Questions on the material
- a) In the review of The One I Love, who wrote the film with director McDowell?
- b) Copy the stretch of the review from "None of this" through "two-hander. Sort of." word for word.

Exercise text
___

None of this is to say The One I Love is a bad film — it’s not. Director McDowell and writer Justin Lader have constructed an inspired cross-pollination of indie romantic drama and Twilight Zone episode, springing from the instantly recognizable woes of a longtime couple who’ve lost their rhythm and are trying too hard to get it back. He slices the opening, expositional scenes razor-thin, introducing his characters and their personalities with a kind of spiky grace. And the casting of Moss and Mark Duplass is inspired; the pair has a natural byplay and a lived-in chemistry, which is handy, as the film is basically a two-hander. Sort of.

And this is where it gets dicey. About all I am apparently allowed to reveal of the plot is that their therapist (Ted Danson, always welcome) sends them off on a weekend getaway, to “give you a chance to reset,” and while they’re there, something very strange happens.

Look, let me be clear here: I like not knowing every damn plot point of a movie in advance. If I had my druthers, I’d see every film cold, without trailers or synopsis or any of it. But the assumption is that if you read a review or watch a trailer in advance, you’re not of that mindset, and what’s odd about the One I Love campaign is that its makers and publicists seem to have conflated “plot” with “twists” and “spoilers.” All we’re to discuss is the set-up — which again, in theory, is a fine idea. But I can’t help getting the feeling that most moviegoers will greet the picture’s “twists” with shrugs rather than gasps. When we hear “plot twists” these days, we think, for better or worse (mostly worse) of an M. Night Shymalan-style reveal that shifts the entire movie beneath our feet. There are no such earthquakes here.

(And at risk of getting comically abstract, it should be noted that there are really three plot points that could be interpreted as twists: one about a third of the way through, a reveal of note in the third act, and then one last turn in the final scene which I guess some could read as a surprise. The first one is plot, not twist; the second rather inelegantly hinges on a bunch of information being left on an easily accessible computer; the third is something you see coming about a mile away.)

___

The data
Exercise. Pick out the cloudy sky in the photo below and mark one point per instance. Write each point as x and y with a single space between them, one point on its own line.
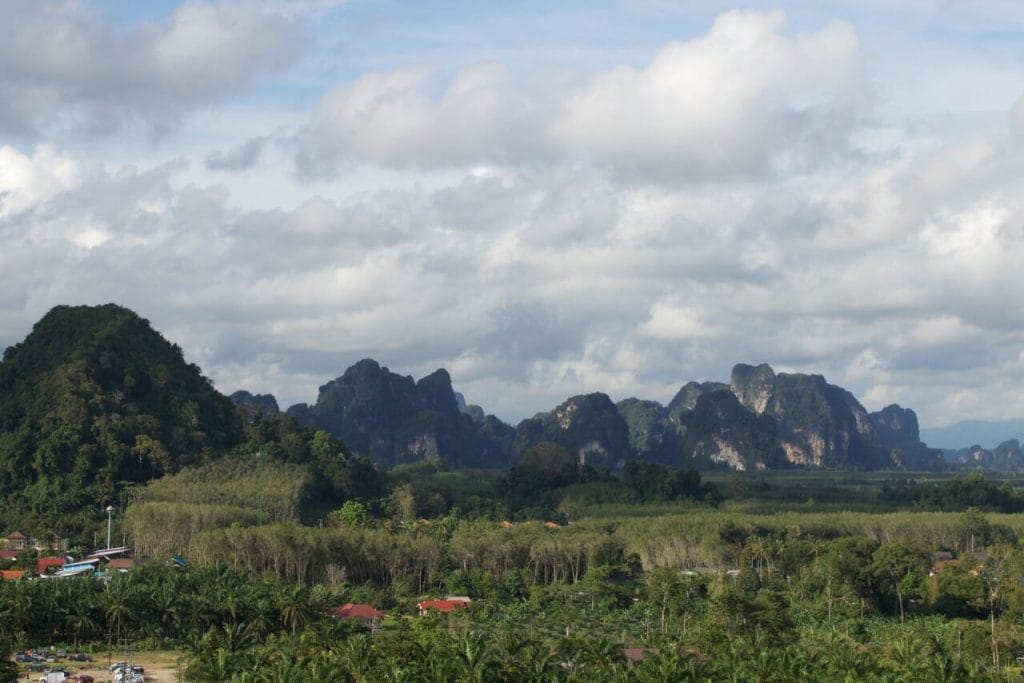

___

Outputs in order
- a) Justin Lader

- b)
None of this is to say The One I Love is a bad film — it’s not. Director McDowell and writer Justin Lader have constructed an inspired cross-pollination of indie romantic drama and Twilight Zone episode, springing from the instantly recognizable woes of a longtime couple who’ve lost their rhythm and are trying too hard to get it back. He slices the opening, expositional scenes razor-thin, introducing his characters and their personalities with a kind of spiky grace. And the casting of Moss and Mark Duplass is inspired; the pair has a natural byplay and a lived-in chemistry, which is handy, as the film is basically a two-hander. Sort of.